#### Exercise details:
Copy the stretch from the line containing "Question: In the picture above, for every instance of the antler" through the last of the lines, with every line and its request kept. Multiply each coordinate in the answers by 2.2 and round it to a whole number, rounding halves up.

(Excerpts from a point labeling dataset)
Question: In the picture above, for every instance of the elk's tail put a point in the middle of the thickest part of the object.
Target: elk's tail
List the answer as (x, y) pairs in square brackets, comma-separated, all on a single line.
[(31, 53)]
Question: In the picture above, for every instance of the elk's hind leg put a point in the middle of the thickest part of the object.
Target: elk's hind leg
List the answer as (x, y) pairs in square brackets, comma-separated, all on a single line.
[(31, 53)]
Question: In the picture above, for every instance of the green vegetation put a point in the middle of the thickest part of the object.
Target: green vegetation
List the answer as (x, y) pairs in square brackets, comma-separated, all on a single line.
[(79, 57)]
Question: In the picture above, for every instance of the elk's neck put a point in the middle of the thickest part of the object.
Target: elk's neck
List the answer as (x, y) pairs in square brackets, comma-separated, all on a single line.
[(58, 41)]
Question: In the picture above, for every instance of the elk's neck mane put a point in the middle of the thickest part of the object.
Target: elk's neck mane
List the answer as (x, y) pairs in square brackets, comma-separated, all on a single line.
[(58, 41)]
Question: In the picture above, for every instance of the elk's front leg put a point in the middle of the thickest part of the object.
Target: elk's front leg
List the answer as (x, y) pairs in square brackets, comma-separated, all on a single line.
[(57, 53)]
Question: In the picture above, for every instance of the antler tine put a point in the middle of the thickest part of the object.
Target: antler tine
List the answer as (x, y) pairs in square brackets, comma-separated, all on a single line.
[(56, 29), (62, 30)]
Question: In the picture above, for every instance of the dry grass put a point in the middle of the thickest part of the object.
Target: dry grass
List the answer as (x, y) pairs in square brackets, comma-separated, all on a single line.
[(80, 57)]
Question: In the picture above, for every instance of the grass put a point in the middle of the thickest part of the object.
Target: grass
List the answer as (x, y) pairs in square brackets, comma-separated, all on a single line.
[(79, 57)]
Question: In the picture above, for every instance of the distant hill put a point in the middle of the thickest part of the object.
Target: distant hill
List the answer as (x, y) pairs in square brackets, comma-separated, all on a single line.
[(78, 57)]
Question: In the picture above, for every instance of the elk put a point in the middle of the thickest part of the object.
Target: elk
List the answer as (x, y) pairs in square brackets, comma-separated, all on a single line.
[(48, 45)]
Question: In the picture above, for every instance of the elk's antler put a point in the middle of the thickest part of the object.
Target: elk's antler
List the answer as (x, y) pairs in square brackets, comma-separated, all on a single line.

#### The output:
Question: In the picture above, for every instance of the antler tine put a point in the middle of the thickest part of the object.
Target: antler tine
List the answer as (x, y) pairs in square brackets, comma-separated, all on a single line.
[(123, 64), (136, 66)]
Question: In the picture above, for every instance of the dry grass put a point in the middle of the thickest part of the object.
Target: dry grass
List the answer as (x, y) pairs in square brackets, comma-separated, all on a single line.
[(176, 125)]
Question: In the picture above, for every instance of the grass put a point in the middle of the thickest part of the object.
Target: grass
List the answer as (x, y) pairs in square brackets, comma-separated, all on a single line.
[(174, 125)]
Question: In the picture above, for every instance of the distant hill put a point in the middle of the thickest part of the object.
Target: distant hill
List the answer as (x, y) pairs in square brackets, comma-separated, all on a single line.
[(172, 125)]
Question: In the picture above, for every instance of the elk put a point in the middle of the thickest part of the object.
Target: elk
List the answer as (x, y) pairs in square brackets, comma-separated, all on a single line.
[(106, 99)]
Question: In the picture above, for every instance of the elk's antler put a point in the middle of the thickest part of the object.
Target: elk's antler
List the answer as (x, y) pairs in square brackets, comma-separated, all on a single line.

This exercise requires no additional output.